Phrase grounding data
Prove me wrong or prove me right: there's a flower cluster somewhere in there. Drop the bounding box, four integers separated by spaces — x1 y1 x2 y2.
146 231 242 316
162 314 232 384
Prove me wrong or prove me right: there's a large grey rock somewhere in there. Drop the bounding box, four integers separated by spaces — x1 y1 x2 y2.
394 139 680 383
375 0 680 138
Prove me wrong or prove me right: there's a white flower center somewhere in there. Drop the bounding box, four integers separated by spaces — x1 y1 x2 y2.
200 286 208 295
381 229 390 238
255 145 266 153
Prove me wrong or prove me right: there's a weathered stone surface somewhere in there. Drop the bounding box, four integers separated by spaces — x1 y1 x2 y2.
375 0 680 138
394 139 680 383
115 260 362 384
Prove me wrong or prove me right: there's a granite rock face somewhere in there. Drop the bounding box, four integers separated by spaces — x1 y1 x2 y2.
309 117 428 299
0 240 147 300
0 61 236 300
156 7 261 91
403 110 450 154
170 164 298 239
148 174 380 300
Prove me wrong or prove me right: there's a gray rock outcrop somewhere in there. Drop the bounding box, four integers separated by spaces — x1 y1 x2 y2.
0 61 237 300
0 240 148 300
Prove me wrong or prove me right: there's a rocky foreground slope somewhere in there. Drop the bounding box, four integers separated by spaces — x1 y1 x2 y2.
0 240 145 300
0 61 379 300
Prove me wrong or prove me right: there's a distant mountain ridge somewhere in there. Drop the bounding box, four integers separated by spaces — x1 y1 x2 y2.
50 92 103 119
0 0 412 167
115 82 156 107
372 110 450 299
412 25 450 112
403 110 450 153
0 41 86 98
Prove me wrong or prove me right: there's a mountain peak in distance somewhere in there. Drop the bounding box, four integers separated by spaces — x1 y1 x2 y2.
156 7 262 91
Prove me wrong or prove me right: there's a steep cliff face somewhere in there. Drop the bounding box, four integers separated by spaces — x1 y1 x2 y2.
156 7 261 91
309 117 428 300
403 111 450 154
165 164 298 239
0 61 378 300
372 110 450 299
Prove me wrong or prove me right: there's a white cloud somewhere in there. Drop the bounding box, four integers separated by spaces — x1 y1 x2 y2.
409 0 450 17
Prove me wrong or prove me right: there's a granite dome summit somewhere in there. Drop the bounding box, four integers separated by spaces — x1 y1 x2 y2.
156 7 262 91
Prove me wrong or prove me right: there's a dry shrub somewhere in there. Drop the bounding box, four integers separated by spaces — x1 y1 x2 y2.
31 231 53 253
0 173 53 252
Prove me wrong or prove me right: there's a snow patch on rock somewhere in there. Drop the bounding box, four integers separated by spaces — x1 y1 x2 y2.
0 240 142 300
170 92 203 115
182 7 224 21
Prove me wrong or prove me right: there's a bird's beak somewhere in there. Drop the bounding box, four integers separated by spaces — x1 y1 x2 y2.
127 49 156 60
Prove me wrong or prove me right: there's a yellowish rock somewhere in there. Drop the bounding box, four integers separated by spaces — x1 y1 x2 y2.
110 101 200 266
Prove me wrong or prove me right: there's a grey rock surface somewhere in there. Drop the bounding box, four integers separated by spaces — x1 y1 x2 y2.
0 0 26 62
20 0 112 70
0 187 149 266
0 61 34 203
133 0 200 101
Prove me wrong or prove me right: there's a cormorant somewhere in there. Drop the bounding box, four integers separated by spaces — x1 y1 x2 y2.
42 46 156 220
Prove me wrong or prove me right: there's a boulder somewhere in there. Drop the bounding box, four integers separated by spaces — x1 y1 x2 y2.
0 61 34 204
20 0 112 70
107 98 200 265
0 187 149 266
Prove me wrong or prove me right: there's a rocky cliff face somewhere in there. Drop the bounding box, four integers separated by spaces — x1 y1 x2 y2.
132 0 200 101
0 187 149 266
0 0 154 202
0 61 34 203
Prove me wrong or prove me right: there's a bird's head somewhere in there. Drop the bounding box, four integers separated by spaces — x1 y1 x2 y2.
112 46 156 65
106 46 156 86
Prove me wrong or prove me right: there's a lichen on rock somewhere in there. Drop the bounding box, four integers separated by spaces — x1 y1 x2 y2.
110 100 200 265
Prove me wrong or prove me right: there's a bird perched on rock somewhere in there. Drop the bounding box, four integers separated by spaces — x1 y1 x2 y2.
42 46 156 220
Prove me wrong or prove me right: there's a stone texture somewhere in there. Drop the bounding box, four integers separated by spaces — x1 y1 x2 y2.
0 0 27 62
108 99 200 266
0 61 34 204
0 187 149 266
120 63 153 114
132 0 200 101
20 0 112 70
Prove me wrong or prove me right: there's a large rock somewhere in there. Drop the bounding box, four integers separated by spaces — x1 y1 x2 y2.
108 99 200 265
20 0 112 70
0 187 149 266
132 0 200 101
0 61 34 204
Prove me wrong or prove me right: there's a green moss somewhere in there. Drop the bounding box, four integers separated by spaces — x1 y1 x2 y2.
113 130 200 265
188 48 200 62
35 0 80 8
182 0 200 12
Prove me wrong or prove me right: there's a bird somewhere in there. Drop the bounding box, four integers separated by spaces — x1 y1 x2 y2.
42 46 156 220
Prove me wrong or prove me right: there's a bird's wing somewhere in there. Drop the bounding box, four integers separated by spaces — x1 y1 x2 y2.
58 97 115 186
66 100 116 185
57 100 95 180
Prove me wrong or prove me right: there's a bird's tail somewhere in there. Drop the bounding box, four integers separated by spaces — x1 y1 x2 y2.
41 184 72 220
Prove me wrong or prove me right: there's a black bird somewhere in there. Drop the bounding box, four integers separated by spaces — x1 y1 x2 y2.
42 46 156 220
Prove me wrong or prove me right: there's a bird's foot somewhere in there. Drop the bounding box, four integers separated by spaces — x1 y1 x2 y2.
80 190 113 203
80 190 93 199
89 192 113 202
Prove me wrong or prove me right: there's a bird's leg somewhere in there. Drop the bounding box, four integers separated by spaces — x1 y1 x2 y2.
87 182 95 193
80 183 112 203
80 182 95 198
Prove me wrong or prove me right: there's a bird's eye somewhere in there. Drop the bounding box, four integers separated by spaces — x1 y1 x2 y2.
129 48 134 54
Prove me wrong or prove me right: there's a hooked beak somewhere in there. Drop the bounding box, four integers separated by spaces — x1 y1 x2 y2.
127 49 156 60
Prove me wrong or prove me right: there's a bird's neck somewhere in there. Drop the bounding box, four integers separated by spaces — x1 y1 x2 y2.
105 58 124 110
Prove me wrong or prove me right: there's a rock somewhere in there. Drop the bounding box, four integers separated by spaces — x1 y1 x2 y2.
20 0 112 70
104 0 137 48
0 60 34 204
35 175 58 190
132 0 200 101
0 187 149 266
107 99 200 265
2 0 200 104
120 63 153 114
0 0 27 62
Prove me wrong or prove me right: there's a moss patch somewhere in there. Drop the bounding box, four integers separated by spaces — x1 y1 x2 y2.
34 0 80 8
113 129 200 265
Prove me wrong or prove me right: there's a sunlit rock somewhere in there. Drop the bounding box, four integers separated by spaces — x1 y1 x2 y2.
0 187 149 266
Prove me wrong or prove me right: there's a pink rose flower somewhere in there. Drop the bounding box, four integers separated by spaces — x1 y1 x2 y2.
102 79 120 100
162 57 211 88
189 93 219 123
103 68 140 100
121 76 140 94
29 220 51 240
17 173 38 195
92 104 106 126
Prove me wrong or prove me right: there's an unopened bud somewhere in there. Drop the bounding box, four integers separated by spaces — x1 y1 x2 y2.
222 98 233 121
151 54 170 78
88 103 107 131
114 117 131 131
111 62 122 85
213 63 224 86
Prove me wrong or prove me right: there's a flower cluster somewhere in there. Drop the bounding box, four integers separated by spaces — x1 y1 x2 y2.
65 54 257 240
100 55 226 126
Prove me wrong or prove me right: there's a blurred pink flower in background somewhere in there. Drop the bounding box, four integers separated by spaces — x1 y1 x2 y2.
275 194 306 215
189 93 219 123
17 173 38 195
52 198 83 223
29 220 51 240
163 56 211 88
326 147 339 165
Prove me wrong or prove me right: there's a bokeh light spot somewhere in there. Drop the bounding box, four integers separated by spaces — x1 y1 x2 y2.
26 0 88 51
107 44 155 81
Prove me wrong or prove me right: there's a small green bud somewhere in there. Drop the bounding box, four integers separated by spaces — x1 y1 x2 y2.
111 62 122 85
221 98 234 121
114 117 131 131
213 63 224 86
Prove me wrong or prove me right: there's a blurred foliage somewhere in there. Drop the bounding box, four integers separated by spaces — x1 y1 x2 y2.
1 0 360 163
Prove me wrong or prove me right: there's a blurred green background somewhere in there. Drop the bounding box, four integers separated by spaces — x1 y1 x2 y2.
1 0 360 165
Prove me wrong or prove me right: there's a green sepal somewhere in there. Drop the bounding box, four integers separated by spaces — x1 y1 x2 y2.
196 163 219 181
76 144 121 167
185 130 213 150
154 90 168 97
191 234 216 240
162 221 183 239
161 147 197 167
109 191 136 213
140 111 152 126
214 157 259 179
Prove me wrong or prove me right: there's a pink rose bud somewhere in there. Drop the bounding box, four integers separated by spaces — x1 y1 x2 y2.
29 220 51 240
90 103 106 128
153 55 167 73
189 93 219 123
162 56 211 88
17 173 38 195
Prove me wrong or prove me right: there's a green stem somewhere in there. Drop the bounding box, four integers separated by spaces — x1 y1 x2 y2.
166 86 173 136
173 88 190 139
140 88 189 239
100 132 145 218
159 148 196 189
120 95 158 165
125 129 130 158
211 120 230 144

- [PROBLEM DETAILS]: Starting with the line that contains "pink rose bud", return every line through the last one of the records, exactly as written.

- [ANSWER BOX]:
Prove me wrong or prove me right: there's a pink rose bud somewhere in there. Drop the bounding box, four integers separated by spaces — x1 y1 x2 y2.
29 220 51 240
90 103 106 128
153 55 167 73
189 93 219 123
162 56 211 88
17 173 38 195
Prove me wrong or prove me right: there's a green stem somewhere in there. Drop the bounding box, four integers separated by spaces — x1 y1 x2 y2.
166 86 173 136
173 88 190 139
140 88 189 239
100 132 145 218
159 148 196 189
120 95 158 165
125 129 130 158
211 120 230 144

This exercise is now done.